--- Records to process ---

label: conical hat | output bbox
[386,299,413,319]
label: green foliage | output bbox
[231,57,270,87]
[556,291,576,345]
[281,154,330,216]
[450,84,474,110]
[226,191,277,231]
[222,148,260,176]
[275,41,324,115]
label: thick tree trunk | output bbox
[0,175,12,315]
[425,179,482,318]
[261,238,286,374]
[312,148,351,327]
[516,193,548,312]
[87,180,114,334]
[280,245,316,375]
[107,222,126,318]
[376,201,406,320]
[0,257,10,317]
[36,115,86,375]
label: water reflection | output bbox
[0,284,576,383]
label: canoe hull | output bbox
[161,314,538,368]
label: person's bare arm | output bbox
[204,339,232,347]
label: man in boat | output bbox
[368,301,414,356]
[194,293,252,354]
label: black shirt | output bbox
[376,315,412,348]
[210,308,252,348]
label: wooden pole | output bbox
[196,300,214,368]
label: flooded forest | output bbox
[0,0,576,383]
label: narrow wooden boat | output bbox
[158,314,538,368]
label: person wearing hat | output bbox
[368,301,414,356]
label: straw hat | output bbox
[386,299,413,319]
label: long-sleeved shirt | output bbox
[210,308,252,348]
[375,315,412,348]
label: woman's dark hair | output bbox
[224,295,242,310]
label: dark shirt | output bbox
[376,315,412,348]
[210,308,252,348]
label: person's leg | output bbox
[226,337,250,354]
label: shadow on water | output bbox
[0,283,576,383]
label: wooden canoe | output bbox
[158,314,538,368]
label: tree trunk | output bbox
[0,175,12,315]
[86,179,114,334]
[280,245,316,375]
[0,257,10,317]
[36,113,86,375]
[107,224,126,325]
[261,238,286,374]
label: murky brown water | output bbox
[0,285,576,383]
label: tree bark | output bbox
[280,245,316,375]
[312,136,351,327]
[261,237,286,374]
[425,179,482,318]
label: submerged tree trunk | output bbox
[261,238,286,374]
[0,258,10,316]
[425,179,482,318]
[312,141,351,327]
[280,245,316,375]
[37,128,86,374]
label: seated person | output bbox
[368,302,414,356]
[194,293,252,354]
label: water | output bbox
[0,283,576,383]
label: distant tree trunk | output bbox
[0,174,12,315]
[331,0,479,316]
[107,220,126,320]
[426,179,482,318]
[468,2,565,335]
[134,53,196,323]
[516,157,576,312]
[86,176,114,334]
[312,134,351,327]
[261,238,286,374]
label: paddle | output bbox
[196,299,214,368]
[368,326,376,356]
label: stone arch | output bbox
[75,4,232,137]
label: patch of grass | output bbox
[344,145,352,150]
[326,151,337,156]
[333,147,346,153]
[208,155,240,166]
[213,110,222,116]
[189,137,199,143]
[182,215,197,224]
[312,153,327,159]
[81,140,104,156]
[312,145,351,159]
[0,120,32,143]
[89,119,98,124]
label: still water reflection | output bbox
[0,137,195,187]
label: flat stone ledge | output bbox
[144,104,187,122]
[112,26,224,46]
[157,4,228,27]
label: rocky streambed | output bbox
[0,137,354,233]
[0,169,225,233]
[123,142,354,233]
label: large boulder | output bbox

---

## Do this
Retype the entire listing above line for line, with no changes.

## Response
label: conical hat | output bbox
[386,299,413,319]
label: green foliage | output bbox
[231,57,270,87]
[556,291,576,345]
[281,154,330,216]
[450,84,474,110]
[226,191,277,231]
[222,148,260,176]
[275,41,324,115]
label: thick tree trunk | output bbox
[0,175,12,315]
[425,179,482,318]
[261,238,286,374]
[312,148,351,327]
[516,193,548,312]
[87,180,114,334]
[280,245,316,375]
[107,222,126,318]
[376,201,406,320]
[0,257,10,317]
[36,115,86,375]
label: water reflection | output bbox
[0,284,576,383]
label: canoe hull | output bbox
[161,314,538,368]
label: person's bare arm | output bbox
[204,339,232,347]
label: man in boat | output bbox
[368,301,414,356]
[194,293,252,354]
label: black shirt | output bbox
[376,315,412,348]
[210,308,252,348]
label: wooden pole | output bbox
[196,300,214,368]
label: flooded forest | output bbox
[0,0,576,383]
label: narrow wooden boat | output bbox
[158,314,538,368]
label: person wearing hat | output bbox
[368,301,414,356]
label: straw hat | output bbox
[386,299,413,319]
label: long-sleeved shirt | output bbox
[210,308,252,348]
[375,315,412,348]
label: woman's dark hair | output bbox
[224,295,242,310]
label: dark shirt | output bbox
[376,315,412,348]
[210,308,252,348]
label: person's leg | output bbox
[226,337,250,354]
label: shadow on water | output bbox
[0,283,576,383]
label: wooden canoe | output bbox
[158,314,538,368]
label: tree trunk | output bbox
[0,175,12,315]
[86,179,114,334]
[280,245,316,375]
[0,257,10,317]
[36,113,86,375]
[107,224,126,325]
[261,238,286,374]
label: murky brown water | output bbox
[0,285,576,383]
label: tree bark | output bbox
[280,245,316,375]
[312,136,351,327]
[261,237,286,374]
[425,179,482,318]
label: submerged tree trunk | output bbox
[261,238,286,374]
[0,258,10,316]
[425,179,482,318]
[312,141,351,327]
[280,245,316,375]
[37,128,86,374]
label: seated person | output bbox
[368,302,414,356]
[194,293,252,354]
label: water | output bbox
[0,283,576,383]
label: distant tree trunk | output bbox
[0,174,12,315]
[331,0,479,316]
[107,220,126,320]
[426,179,482,318]
[468,2,565,335]
[134,53,196,323]
[516,157,576,312]
[86,176,114,334]
[312,134,351,327]
[261,238,286,374]
label: paddle | output bbox
[196,299,214,368]
[368,326,376,356]
label: stone arch | output bbox
[75,4,232,137]
label: patch of grass | output bbox
[344,145,352,150]
[326,151,337,156]
[333,147,346,153]
[208,155,240,166]
[213,110,222,116]
[189,137,199,143]
[182,215,197,224]
[312,153,327,159]
[81,140,104,156]
[312,145,351,159]
[0,120,32,143]
[89,119,98,124]
label: still water reflection | output bbox
[0,137,195,187]
label: flat stone ledge | output bbox
[144,104,187,122]
[112,26,224,46]
[157,4,228,27]
label: rocky streambed | output bbox
[0,137,354,233]
[0,169,225,233]
[123,142,354,233]
label: large boulder | output bbox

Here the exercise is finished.